▶ _SET PROBLEM 1_: In the passage about the British Museum, list the three adjectives that describe the door the information desk directed the narrator to.
▶ _SET PROBLEM 2_: Tally the lines of the records that contain the string "trolley", and give only the number.

▶ _DOCUMENT TEXT_:
○ ○ ○ ○ ○
Getting behind the scenes at the British Museum

Hidden deep inside the British Museum are staff with PhDs in history, archeology etc. They're the ones who put the things in the public display cases.

The professionals who know what they're talking about lurk within rooms behind locked doors. If you'd like to meet them, do what I did: walk up to the information desk at the front of the atrium and say something like, "Could you please direct me to everything you have from the Aegean island of Samos, dated 520 B.C. plus or minus ten years?" (Choose your own exotic question here, but mine worked.)

The nice lady at the information desk smiled and did her best with what for her probably amounted to Mission Impossible, though as she put it, my request was more interesting than telling people where to find the toilets. After ten minutes she gave up and said, "You need to talk to the Study Group." The capital S and G were clear in her tone. She picked up the phone and arranged an appointment for me to see the duty officer in Greek and Roman Antiquities.

She directed me to an obscure, anonymous, locked door at the end of a long wing. There isn't a secret knock, but it feels like there should be. Instead, I rang the bell, and after explaining the purpose of my existence was let inside.
○ ○ ○ ○ ○
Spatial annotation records

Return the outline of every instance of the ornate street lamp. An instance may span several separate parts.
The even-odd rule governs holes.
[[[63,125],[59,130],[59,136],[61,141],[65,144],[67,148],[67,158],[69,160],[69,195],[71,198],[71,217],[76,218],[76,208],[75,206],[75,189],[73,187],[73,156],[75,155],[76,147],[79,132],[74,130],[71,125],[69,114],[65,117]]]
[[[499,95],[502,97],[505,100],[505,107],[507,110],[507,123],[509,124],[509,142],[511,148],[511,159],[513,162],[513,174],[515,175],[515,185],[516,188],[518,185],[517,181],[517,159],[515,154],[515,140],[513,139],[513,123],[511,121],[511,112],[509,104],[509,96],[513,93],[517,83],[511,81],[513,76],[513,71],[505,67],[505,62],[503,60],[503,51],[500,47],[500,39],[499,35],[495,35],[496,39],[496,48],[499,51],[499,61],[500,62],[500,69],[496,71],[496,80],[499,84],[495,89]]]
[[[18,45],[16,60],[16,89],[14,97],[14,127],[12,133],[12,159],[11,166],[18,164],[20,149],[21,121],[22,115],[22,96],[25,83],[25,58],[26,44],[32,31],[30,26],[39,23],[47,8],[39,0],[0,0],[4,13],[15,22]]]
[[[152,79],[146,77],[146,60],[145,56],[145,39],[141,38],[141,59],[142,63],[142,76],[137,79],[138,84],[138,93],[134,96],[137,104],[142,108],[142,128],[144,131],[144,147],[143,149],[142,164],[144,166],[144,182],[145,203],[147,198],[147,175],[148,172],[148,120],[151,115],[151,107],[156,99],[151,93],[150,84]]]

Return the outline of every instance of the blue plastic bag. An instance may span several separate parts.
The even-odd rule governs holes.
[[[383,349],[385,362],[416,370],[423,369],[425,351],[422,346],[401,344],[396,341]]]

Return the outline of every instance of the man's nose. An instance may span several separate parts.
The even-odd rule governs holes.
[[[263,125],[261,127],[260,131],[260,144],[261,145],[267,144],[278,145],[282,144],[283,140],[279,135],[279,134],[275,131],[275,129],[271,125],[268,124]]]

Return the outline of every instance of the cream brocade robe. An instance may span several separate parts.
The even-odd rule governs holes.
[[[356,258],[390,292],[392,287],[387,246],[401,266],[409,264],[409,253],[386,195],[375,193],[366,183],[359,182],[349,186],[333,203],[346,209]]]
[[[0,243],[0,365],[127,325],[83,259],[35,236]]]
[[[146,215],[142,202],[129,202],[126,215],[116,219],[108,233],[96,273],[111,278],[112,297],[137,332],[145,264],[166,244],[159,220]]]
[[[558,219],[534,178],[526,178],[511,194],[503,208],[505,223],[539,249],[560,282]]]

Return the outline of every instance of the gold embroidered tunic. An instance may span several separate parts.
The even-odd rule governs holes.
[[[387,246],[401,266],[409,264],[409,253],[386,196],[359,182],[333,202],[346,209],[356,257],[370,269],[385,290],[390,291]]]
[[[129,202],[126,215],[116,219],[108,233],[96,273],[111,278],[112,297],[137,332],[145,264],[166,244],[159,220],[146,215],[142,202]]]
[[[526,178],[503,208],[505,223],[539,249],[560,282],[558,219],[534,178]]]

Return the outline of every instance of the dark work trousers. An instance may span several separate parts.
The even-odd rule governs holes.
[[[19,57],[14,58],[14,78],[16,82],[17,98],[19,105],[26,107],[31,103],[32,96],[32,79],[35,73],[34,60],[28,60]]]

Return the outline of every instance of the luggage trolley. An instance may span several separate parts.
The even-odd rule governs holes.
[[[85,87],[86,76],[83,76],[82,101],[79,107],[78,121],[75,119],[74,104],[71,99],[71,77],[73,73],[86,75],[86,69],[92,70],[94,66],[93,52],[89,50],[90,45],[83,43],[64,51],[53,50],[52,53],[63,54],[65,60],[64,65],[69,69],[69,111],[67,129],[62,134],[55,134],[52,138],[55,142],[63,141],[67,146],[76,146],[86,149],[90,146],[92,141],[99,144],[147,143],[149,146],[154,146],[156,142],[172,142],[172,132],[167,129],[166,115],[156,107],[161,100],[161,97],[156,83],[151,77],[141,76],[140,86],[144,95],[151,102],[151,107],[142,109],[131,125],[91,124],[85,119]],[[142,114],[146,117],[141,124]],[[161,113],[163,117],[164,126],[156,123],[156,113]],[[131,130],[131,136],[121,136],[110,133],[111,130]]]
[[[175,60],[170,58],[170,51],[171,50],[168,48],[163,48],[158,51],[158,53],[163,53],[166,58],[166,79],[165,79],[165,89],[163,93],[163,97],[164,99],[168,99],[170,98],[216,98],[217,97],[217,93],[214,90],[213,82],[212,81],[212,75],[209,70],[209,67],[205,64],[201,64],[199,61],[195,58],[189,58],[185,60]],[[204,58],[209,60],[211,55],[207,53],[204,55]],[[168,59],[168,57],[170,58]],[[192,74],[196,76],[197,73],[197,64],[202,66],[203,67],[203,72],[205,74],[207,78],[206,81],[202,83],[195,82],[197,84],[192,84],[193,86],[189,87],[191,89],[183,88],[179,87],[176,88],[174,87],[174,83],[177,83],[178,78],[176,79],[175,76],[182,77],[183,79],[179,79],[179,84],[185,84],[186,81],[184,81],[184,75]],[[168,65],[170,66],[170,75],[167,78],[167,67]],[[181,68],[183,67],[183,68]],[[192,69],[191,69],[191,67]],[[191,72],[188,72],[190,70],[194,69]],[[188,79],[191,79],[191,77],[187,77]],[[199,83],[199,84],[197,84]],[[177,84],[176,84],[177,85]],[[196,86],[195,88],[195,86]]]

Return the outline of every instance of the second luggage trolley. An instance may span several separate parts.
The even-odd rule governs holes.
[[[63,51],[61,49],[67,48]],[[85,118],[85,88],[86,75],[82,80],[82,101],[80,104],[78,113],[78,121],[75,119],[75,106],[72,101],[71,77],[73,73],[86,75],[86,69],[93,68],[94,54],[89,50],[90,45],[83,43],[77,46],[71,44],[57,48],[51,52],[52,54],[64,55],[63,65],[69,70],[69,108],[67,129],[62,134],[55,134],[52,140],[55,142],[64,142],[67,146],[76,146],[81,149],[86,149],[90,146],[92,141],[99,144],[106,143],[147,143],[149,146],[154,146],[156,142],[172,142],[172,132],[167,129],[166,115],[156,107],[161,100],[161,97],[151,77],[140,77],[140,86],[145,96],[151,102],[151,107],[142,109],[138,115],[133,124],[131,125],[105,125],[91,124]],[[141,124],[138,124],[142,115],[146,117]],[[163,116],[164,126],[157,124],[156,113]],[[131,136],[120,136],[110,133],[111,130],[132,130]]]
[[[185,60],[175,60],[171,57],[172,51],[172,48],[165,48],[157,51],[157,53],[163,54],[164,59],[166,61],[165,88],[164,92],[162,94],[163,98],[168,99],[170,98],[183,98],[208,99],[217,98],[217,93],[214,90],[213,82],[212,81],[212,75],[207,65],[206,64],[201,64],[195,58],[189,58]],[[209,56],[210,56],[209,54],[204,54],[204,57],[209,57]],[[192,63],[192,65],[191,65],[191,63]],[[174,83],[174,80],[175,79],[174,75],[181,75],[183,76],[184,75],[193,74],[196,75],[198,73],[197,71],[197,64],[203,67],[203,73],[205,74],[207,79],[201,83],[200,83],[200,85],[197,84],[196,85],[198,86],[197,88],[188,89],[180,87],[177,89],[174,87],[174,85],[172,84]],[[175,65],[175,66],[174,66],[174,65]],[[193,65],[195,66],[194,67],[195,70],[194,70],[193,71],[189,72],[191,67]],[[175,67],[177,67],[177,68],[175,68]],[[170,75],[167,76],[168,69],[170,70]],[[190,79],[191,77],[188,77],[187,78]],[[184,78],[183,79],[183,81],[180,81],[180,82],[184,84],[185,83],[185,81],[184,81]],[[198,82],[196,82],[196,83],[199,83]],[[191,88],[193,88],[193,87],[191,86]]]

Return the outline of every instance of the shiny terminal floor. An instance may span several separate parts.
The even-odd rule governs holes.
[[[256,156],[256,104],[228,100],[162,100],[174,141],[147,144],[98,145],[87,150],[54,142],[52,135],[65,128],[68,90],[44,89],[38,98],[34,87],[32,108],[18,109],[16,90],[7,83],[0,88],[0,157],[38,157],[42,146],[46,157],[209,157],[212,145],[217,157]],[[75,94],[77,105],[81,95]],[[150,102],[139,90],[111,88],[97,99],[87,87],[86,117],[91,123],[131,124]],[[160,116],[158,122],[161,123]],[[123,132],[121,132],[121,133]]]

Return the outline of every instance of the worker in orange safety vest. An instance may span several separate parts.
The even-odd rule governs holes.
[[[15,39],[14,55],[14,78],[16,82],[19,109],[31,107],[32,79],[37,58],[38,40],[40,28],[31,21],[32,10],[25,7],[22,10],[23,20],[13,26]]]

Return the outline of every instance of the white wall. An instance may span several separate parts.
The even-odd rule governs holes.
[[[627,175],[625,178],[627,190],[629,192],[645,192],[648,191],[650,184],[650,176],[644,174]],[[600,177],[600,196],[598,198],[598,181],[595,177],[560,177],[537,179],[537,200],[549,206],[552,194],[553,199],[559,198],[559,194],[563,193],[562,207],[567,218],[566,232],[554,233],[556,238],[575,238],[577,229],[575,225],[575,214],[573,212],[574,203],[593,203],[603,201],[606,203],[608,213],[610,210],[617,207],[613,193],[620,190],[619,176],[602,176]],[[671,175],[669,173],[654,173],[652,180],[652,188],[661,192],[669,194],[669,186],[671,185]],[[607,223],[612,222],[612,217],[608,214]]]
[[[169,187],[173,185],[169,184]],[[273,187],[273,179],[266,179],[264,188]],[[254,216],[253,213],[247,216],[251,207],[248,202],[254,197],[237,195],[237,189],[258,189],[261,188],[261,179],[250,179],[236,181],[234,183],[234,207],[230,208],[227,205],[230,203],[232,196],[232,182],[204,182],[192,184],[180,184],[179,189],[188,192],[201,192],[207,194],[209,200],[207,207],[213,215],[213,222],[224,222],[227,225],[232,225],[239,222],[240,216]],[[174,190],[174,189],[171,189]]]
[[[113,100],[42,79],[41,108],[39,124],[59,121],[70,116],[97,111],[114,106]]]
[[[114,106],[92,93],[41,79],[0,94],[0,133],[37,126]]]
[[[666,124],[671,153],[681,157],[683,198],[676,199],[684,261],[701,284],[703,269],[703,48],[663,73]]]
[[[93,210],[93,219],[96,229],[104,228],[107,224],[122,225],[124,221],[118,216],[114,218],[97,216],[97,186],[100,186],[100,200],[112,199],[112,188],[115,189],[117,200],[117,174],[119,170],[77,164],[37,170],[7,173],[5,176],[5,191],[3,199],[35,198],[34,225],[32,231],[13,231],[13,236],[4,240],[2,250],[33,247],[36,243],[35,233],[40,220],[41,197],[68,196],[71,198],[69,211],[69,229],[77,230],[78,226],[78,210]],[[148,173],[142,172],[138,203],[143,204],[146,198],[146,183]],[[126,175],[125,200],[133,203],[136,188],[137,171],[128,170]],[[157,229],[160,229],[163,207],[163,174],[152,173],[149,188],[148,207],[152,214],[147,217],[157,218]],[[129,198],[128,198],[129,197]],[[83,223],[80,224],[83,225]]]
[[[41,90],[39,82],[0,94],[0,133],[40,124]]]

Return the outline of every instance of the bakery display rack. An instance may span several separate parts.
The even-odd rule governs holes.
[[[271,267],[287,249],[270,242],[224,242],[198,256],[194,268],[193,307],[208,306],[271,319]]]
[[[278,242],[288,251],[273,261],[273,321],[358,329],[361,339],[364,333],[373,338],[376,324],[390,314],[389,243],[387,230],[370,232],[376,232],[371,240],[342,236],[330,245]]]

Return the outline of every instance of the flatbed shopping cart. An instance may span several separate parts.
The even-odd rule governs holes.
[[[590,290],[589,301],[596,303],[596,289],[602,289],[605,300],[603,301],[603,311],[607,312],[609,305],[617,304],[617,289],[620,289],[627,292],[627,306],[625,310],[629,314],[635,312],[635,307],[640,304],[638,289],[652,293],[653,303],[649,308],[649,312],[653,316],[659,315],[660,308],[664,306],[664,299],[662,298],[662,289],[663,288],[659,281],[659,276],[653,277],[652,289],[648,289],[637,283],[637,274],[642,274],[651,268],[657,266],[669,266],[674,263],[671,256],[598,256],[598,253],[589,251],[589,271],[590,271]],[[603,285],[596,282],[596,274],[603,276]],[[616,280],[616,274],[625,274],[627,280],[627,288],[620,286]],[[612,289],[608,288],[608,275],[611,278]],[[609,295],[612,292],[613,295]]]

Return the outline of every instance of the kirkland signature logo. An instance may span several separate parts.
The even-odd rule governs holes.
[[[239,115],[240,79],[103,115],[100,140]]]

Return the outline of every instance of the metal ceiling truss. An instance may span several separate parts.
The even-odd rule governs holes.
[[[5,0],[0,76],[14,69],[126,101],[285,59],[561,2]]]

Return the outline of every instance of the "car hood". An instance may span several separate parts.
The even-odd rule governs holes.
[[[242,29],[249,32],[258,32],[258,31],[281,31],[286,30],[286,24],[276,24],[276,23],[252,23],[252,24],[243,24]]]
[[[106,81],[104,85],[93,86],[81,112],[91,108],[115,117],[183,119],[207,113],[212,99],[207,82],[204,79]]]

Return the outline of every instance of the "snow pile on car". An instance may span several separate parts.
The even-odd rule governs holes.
○ ○ ○ ○ ○
▶ _COMPLETE RESPONSE 1_: obscure, anonymous, locked

▶ _COMPLETE RESPONSE 2_: 2